Tasks to perform ::
[1] How much RAM does the local AI lab described in the self-hosted web search post have?
[2] Summarize the self-hosted web search post in two sentences.

| |

My Journey to a Self-Hosted Web Search


To learn more about Local AI topics, check out related posts in the Local AI Series 

Subscribe to JorgeTechBits newsletter


To learn more about Local AI topics, check out related posts in the Local AI Series 

For months, I’ve been refining my local AI lab. I had the hardware dialed in—my AMD Ryzen AI processor, 128GB of RAM, running Ollama and Open WebUI like a dream. But I kept hitting the “invisible wall.”

Every time I asked my local agents for the morning’s technical headlines or a deep dive into a new hardware release, I got the same polite apology: “As an AI model, my training data ends in…” My “production-grade” lab was essentially a high-powered library that stopped receiving new books two years ago. Whether I was interacting through Open WebUI, experimenting with the autonomous power of Agent Zero, or deploying workflows via OpenClaw, the result was the same: my AI was smart, but it was blind to the “now.”

Data records ::
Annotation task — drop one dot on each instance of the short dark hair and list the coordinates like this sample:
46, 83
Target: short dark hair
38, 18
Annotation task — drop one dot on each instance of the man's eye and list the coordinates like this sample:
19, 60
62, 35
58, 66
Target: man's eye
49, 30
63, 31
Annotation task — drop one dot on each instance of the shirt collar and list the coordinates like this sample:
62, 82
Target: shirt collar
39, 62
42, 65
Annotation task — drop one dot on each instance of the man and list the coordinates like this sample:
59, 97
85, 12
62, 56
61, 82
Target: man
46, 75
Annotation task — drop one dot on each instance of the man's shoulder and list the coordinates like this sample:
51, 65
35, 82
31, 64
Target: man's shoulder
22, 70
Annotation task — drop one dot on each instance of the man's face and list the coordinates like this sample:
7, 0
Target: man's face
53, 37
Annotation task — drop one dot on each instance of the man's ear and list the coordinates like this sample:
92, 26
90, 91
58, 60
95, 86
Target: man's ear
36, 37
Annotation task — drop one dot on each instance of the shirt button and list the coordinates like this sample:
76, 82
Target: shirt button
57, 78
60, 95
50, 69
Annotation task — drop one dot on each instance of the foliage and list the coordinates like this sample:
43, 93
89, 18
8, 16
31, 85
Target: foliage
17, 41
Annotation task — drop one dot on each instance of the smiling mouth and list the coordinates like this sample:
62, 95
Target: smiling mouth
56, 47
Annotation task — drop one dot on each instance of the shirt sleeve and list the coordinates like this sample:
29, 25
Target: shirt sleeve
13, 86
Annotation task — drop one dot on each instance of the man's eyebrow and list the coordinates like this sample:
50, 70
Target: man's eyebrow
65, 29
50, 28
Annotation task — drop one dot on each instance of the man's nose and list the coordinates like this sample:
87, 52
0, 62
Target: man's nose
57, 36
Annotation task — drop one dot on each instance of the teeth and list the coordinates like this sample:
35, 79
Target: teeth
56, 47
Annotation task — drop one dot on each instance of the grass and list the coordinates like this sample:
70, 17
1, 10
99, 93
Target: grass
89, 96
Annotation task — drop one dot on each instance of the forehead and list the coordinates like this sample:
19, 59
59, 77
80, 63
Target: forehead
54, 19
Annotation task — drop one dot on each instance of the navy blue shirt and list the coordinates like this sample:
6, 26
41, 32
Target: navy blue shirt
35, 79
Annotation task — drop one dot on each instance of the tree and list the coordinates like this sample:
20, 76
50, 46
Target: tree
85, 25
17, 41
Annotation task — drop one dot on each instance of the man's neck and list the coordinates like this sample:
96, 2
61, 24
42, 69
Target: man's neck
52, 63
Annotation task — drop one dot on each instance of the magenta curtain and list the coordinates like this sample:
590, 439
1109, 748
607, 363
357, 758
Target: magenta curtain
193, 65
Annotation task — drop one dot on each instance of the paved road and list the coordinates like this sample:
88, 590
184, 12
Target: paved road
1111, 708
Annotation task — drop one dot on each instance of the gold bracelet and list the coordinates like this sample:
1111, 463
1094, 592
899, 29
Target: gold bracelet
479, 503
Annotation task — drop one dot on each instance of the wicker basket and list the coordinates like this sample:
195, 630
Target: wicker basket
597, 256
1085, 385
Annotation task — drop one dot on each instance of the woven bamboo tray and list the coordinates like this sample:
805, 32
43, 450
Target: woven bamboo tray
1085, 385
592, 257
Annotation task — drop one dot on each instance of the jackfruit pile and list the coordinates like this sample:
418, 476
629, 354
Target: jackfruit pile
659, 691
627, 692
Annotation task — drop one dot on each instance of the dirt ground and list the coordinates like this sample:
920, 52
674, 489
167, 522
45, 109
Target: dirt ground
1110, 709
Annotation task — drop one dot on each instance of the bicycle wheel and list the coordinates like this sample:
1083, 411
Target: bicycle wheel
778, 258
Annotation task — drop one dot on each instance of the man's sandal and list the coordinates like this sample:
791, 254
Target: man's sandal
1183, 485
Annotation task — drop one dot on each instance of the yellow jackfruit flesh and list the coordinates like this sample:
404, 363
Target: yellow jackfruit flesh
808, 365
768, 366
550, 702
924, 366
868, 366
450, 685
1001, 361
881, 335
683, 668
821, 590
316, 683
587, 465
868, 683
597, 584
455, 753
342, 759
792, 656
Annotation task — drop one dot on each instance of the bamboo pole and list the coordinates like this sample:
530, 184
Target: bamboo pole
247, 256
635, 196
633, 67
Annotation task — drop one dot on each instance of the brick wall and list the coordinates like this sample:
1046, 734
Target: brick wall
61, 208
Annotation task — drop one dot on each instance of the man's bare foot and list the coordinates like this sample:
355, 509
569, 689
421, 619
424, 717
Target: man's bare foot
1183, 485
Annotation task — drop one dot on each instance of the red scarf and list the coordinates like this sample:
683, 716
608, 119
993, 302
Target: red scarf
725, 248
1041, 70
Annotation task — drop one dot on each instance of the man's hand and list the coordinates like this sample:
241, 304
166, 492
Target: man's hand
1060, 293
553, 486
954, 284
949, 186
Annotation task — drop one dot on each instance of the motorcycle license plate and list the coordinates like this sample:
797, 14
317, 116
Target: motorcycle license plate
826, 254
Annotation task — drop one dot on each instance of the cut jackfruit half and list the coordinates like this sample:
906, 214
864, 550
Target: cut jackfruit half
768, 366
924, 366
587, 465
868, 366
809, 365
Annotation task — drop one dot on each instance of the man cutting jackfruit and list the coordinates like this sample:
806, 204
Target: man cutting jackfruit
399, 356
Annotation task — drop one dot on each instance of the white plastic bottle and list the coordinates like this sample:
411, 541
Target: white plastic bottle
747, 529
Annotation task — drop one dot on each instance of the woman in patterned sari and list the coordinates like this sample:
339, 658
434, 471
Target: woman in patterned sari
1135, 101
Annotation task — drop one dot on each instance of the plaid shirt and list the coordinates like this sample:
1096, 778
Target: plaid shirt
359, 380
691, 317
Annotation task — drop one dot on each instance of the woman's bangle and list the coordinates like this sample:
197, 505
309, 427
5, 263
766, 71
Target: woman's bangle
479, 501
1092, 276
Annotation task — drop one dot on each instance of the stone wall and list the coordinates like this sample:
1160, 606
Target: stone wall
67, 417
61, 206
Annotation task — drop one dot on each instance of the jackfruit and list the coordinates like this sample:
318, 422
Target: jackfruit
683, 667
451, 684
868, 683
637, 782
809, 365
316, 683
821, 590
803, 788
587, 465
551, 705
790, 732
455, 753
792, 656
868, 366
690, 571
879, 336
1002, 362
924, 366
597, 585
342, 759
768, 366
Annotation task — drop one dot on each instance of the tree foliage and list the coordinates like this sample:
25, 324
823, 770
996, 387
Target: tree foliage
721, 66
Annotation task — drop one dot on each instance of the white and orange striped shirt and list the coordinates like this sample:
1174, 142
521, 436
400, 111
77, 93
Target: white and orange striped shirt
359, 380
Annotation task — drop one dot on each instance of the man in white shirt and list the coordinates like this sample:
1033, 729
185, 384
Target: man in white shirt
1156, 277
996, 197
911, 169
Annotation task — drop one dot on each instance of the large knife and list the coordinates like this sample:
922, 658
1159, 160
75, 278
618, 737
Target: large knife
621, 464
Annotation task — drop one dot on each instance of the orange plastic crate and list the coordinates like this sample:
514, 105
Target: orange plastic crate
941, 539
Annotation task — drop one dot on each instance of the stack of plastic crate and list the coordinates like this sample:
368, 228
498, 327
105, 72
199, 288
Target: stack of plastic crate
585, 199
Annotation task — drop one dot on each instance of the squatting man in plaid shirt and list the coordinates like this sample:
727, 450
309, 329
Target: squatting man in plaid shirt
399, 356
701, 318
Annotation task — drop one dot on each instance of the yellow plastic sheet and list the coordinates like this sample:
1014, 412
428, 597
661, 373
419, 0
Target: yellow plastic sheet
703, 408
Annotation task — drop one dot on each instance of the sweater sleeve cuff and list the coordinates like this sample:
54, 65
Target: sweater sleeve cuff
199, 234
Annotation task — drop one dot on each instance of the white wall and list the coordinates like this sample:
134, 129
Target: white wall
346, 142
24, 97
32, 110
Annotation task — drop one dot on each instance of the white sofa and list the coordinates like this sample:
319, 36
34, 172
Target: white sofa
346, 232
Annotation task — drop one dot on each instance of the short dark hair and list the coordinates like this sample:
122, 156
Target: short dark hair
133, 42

In response ::
[1] 128GB

[2] The local AI lab ran Ollama and Open WebUI on an AMD Ryzen AI processor with 128GB of RAM, yet it kept hitting an "invisible wall." Requests for the morning's technical headlines or new hardware releases drew only an apology that the training data had ended, so whether through Open WebUI, Agent Zero, or OpenClaw, the AI was smart but blind to the "now."